§ DIRECTIVE: Return each line of the records below with no changes at all.

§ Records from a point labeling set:
--- Start ---
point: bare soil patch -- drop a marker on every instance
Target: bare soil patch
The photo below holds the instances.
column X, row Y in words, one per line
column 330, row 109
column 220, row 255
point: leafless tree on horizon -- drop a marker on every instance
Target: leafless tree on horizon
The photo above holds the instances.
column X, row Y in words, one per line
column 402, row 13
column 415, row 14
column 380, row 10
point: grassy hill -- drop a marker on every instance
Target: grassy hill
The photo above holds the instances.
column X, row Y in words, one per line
--- End ---
§ THE RESULT:
point: bare soil patch -- drop a marker on every instance
Target: bare soil patch
The photo below holds the instances.
column X, row Y in words, one per line
column 330, row 109
column 220, row 255
point: leafless tree on horizon -- drop a marker on every instance
Target: leafless tree on horizon
The photo above holds the instances.
column X, row Y in words, one per line
column 402, row 13
column 415, row 14
column 380, row 10
point: grassy hill -- drop a marker on every instance
Target: grassy hill
The photo above holds the instances.
column X, row Y in words, one per line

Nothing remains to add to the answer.